— start of GIVEN RECORDS —

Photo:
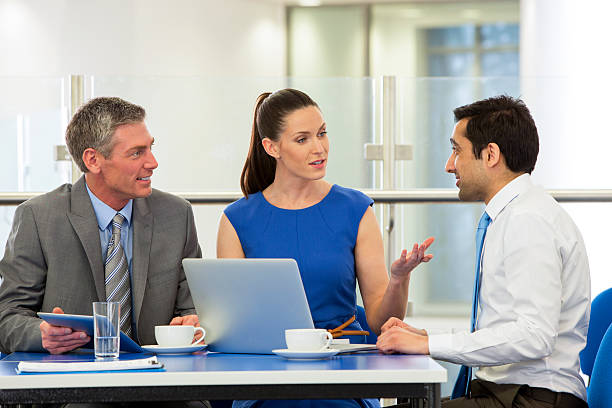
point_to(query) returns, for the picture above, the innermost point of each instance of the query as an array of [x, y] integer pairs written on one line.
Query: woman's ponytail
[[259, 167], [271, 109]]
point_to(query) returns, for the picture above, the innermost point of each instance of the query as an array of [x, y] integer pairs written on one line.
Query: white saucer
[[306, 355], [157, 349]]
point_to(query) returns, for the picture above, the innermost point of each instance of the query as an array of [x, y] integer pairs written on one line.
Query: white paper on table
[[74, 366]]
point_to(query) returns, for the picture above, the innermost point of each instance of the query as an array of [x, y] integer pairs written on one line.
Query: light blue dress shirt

— end of GIVEN RECORDS —
— start of GIVEN RECORDS —

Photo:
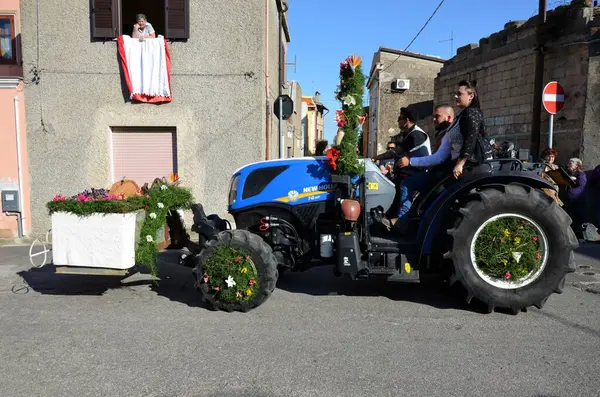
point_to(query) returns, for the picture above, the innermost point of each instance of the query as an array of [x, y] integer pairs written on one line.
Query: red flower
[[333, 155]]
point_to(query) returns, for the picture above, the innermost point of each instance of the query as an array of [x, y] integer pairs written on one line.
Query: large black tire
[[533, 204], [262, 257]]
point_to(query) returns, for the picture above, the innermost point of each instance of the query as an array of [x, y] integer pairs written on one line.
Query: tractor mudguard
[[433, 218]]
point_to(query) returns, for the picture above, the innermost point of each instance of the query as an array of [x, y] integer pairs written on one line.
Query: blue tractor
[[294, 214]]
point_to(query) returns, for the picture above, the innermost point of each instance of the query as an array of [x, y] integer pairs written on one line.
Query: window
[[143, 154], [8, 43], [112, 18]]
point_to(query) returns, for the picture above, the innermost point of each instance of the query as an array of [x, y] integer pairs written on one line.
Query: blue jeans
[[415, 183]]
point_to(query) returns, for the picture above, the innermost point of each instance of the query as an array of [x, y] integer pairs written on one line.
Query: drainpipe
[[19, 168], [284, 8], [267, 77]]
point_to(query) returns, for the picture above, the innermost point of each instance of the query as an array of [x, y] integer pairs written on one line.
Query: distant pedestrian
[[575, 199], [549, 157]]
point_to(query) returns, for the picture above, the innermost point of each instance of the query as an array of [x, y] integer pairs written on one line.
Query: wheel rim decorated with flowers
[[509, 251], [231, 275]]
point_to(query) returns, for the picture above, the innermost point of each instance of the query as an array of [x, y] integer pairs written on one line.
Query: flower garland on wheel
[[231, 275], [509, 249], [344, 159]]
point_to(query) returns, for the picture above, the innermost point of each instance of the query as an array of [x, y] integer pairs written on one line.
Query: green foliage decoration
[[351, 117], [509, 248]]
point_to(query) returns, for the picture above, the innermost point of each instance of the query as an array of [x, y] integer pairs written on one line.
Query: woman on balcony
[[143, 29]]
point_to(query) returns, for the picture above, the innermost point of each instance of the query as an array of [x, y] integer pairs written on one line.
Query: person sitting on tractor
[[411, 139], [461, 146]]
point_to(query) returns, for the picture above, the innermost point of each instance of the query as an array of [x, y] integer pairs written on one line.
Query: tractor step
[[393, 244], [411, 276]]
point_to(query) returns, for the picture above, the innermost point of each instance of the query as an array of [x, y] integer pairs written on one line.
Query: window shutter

— end of GIVEN RECORDS —
— start of GIVEN RECORDS —

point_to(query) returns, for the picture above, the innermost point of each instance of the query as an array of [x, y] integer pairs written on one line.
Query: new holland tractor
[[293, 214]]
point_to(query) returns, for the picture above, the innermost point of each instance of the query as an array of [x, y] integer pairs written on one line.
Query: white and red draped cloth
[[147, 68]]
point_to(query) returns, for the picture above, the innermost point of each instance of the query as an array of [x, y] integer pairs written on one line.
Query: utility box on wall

— end of GIVEN RECORDS —

WHAT TO DO:
Count the lines in the records above that contain the string "blue", treating uppercase and lowercase as different. Give only the number.

EXERCISE RESULT:
3